Information provided:

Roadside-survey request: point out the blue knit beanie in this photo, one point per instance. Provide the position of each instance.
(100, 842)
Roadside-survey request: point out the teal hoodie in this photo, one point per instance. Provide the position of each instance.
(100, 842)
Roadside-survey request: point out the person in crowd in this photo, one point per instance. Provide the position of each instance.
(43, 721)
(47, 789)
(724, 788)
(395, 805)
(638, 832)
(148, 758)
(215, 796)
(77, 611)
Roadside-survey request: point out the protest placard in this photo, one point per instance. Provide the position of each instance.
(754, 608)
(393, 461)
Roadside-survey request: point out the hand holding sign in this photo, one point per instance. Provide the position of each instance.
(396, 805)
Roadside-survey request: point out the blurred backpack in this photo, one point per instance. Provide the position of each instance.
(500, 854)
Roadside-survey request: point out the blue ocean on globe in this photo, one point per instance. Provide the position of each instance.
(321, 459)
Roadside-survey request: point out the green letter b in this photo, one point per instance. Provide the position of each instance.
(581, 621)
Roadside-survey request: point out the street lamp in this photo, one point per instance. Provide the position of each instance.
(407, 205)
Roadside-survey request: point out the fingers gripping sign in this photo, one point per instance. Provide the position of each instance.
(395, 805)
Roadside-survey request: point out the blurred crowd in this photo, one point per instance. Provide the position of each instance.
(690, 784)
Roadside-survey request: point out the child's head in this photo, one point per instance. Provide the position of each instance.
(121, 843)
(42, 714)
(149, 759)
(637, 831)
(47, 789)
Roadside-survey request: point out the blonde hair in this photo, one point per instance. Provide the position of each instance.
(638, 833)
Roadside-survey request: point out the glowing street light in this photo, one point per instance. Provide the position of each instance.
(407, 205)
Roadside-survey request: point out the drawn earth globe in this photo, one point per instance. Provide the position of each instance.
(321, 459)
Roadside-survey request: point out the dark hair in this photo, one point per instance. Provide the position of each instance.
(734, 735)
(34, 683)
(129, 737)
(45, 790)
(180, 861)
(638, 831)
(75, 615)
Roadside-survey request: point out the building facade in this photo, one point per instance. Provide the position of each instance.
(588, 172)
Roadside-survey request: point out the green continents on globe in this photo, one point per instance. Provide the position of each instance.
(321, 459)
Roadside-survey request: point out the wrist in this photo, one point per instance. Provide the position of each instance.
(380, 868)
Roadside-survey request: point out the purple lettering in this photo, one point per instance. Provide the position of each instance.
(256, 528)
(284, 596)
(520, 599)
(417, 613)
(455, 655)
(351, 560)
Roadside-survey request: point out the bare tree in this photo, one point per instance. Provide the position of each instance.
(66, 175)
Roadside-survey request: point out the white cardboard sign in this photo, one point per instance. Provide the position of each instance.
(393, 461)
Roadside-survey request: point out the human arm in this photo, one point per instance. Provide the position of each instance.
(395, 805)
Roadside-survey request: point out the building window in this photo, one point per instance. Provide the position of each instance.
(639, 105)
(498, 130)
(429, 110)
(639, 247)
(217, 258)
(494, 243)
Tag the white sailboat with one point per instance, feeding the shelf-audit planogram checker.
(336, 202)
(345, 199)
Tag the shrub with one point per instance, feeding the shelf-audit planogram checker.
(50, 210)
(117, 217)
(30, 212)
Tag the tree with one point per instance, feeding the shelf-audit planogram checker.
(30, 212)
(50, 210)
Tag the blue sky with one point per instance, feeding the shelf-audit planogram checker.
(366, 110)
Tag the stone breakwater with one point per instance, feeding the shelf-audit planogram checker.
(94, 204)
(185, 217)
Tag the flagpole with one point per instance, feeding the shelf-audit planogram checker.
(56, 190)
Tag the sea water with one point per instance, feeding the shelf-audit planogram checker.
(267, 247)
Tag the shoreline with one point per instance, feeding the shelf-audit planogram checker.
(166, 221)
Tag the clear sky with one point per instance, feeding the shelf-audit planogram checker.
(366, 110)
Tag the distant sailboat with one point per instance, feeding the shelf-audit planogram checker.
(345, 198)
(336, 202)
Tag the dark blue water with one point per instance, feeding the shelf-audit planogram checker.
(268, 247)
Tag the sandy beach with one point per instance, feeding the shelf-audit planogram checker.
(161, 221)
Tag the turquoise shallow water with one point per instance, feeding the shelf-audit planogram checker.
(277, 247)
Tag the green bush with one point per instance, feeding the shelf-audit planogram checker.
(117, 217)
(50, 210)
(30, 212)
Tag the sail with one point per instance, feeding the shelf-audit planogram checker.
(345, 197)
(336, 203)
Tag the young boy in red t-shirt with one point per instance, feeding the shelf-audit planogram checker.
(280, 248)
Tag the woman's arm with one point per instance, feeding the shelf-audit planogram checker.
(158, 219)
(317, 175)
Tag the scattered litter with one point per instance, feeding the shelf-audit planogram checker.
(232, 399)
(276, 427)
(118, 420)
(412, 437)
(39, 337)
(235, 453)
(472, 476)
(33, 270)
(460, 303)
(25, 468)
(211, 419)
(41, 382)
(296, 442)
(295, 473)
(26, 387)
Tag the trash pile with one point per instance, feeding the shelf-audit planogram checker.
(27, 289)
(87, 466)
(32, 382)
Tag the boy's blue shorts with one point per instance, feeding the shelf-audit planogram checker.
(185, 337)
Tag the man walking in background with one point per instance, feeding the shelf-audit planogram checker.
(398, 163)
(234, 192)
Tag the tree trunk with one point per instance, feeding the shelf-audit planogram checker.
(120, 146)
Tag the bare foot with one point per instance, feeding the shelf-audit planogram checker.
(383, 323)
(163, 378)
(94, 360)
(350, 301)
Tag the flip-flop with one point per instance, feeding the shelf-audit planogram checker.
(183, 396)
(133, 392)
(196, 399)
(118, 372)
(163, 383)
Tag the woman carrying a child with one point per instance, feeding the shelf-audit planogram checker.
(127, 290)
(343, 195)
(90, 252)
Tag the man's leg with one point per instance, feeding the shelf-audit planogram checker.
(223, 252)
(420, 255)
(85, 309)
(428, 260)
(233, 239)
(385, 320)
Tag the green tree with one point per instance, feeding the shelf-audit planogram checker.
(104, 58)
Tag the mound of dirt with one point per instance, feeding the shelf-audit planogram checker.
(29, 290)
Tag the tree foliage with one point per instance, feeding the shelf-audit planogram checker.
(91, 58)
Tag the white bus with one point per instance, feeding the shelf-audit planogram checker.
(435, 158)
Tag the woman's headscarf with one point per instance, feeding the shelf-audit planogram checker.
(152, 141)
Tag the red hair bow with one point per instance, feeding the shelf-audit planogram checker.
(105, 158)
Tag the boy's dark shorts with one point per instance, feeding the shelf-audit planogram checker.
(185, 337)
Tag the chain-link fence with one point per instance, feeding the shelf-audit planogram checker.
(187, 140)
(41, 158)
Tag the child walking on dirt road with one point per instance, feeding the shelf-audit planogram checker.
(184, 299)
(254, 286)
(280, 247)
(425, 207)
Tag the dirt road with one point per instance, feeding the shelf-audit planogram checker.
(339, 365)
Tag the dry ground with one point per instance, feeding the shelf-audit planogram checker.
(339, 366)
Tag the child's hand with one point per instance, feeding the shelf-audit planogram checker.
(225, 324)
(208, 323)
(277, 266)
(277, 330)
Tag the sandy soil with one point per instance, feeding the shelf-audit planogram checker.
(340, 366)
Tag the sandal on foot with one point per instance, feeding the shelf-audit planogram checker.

Exercise directions:
Reproduce the full block of data exactly, omitting nothing.

Answer to the problem:
Roadside-survey request: point out the blue knit beanie in this photo, one point per instance. Provide the position of each instance.
(100, 842)
Roadside-survey request: point out the teal hoodie in this photo, one point per instance. Provide the position of each instance.
(100, 842)
Roadside-survey request: point out the person in crowd in this photo, one point per instance. Provide the position of each instance.
(43, 721)
(47, 789)
(724, 788)
(395, 805)
(638, 832)
(148, 758)
(215, 796)
(77, 611)
Roadside-survey request: point out the protest placard in this photo, one point per instance. Provide the position of each instance.
(754, 608)
(393, 461)
Roadside-survey request: point out the hand holding sign in this photo, one point per instance. Provide the position of each instance.
(396, 805)
Roadside-survey request: point out the blurred backpack in this photo, one point per instance. Provide the position of each instance.
(500, 854)
Roadside-survey request: point out the blue ocean on globe in this photo, one point per instance. Provide the position of each instance.
(321, 459)
Roadside-survey request: point out the green letter b in this photo, one point per instance. Provide the position of each instance.
(581, 621)
Roadside-survey request: point out the street lamp in this photo, one point per instance. Provide the position of each instance.
(407, 205)
Roadside-survey request: point out the fingers gripping sign in this photo, one point per instance. Provide the position of each instance.
(395, 805)
Roadside-survey request: point out the blurred crowd in this photo, one point per instance. Provide the position of each instance.
(690, 784)
Roadside-survey request: point out the child's head in this photo, one point per instance. Provide the position of each instance.
(121, 843)
(42, 714)
(149, 759)
(637, 831)
(47, 789)
Roadside-survey request: point out the blonde hair in this photo, one point per instance. Provide the position of each instance.
(638, 833)
Roadside-survey request: point out the glowing street light in this photo, one point per instance. Provide the position of each instance.
(407, 205)
Roadside-survey request: point out the drawn earth globe in this photo, one point per instance. Provide the position of each instance.
(321, 459)
Roadside-survey request: point out the dark hair in this photo, one point per instance. Provide the position of each instance.
(734, 735)
(34, 683)
(129, 737)
(45, 790)
(180, 861)
(638, 831)
(75, 615)
Roadside-survey request: point out the building facade in this photo, one point per instance. Provide the position of each instance.
(588, 172)
Roadside-survey request: point out the green continents on globe in this photo, one point per instance. Provide the position of each instance.
(321, 459)
Roadside-survey request: point out the wrist in this photo, one point per instance. Provide the position of each instance.
(380, 868)
Roadside-survey request: point out the purple lettering in this photo, one point per instance. Provide the position of each instance.
(256, 528)
(284, 596)
(520, 599)
(417, 613)
(455, 655)
(351, 560)
Roadside-survey request: point out the bare tree in this photo, one point per instance. Provide the position of each instance.
(66, 175)
Roadside-survey request: point out the white cardboard sign in this photo, one point per instance. Provide the position of each instance.
(393, 461)
Roadside-survey request: point out the human arm in this photo, one point per instance. Provide the position of each instance.
(395, 805)
Roadside-survey request: point out the building window in this photo, one point per instance. Provide the position of each instance.
(639, 105)
(498, 130)
(429, 110)
(639, 247)
(217, 258)
(494, 243)
Tag the white sailboat with one point per instance, feeding the shelf-audit planogram checker.
(336, 202)
(345, 199)
Tag the shrub with one point per instance, feeding the shelf-audit planogram checker.
(50, 210)
(117, 217)
(30, 212)
Tag the tree with one point per instance, feeding the shelf-audit planogram checker.
(30, 212)
(50, 210)
Tag the blue sky with one point per instance, feeding the shelf-audit planogram checker.
(366, 110)
Tag the stone breakwater with one point per instance, feeding the shelf-audit planogram checker.
(94, 204)
(185, 217)
Tag the flagpole with one point per instance, feeding the shelf-audit planogram checker.
(56, 190)
Tag the sea water with one point per instance, feeding the shelf-audit planogram checker.
(267, 247)
Tag the shoreline with one point per instance, feeding the shelf-audit planogram checker.
(166, 221)
Tag the clear sky with one point per instance, feeding the shelf-audit planogram checker.
(366, 110)
Tag the distant sailboat with one point per instance, feeding the shelf-audit planogram checker.
(345, 198)
(336, 202)
Tag the dark blue water with one point per instance, feeding the shelf-audit planogram checker.
(268, 247)
Tag the sandy beach with one point per instance, feeding the shelf-audit planogram checker.
(161, 221)
Tag the turquoise shallow water with one point per instance, feeding the shelf-audit planogram checker.
(277, 247)
Tag the green bush with one point per instance, feeding the shelf-audit planogram checker.
(117, 217)
(50, 210)
(30, 212)
Tag the sail with one point per instance, feeding the shelf-audit planogram checker.
(345, 197)
(336, 203)
Tag the young boy in red t-shirt with one point per instance, feeding the shelf-audit planogram checker.
(280, 248)
Tag the woman's arm with one point per instance, feeding the shelf-audit planogram checker.
(158, 219)
(317, 175)
Tag the scattered litter with one point per instance, feeding the shelf-audit planogram checker.
(232, 399)
(276, 427)
(118, 420)
(412, 437)
(39, 337)
(235, 453)
(472, 476)
(33, 270)
(460, 303)
(25, 468)
(211, 419)
(41, 382)
(296, 442)
(295, 473)
(26, 387)
Tag the trash pile with one point per instance, feeding the shelf-audit planogram checker.
(27, 289)
(87, 466)
(32, 382)
Tag the boy's blue shorts with one point per instance, feeding the shelf-audit planogram checker.
(185, 337)
Tag the man walking in background with one point per instance, feeding the shelf-audit planogram checker.
(398, 163)
(234, 192)
Tag the tree trunk with one point per instance, feeding the shelf-audit planogram checker.
(120, 146)
Tag the bare foot with one point per instance, feeding the shelf-audit planogram checker.
(383, 323)
(163, 378)
(94, 360)
(350, 301)
Tag the flip-flop with one point per instance, feeding the shelf-audit planogram checker.
(183, 396)
(133, 392)
(196, 399)
(118, 372)
(163, 383)
Tag the woman carrying a child with one point per instance, feeding the shelf-audit planogram checker.
(127, 290)
(343, 195)
(90, 252)
Tag the man's leg with one point per instance, feeding the shelf-audit planogram checker.
(223, 252)
(420, 255)
(85, 309)
(428, 260)
(233, 239)
(385, 320)
Tag the green tree with one point per instance, feeding the shelf-audit planogram checker.
(104, 58)
Tag the mound of dirt with one point per instance, feeding the shelf-audit planogram checker.
(29, 290)
Tag the tree foliage with one point per instance, feeding the shelf-audit planogram checker.
(91, 58)
Tag the white bus with one point per instance, feeding the shelf-audit planogram checker.
(435, 158)
Tag the woman's headscarf with one point per instance, feeding the shelf-audit planogram checker.
(152, 141)
Tag the red hair bow with one point per instance, feeding the shelf-audit planogram checker.
(105, 158)
Tag the boy's dark shorts with one point per instance, feeding the shelf-audit planogram checker.
(185, 337)
Tag the chain-link fence with one point per instance, feeding the shelf-audit planogram checker.
(187, 140)
(41, 158)
Tag the child walking on dirt road with one point per instance, feeding the shelf-audit planogram checker.
(184, 299)
(254, 286)
(280, 247)
(425, 207)
Tag the dirt road with one point per instance, feeding the shelf-audit planogram checker.
(339, 365)
Tag the dry ground with one point per instance, feeding the shelf-audit planogram checker.
(339, 366)
Tag the child's hand with one point per instance, feeding the shelf-audit planogram checker.
(225, 324)
(208, 323)
(277, 266)
(277, 330)
Tag the sandy soil with one point per instance, feeding the shelf-audit planogram checker.
(340, 366)
Tag the sandal on foot with one point per instance, feeding the shelf-audit planogram checker.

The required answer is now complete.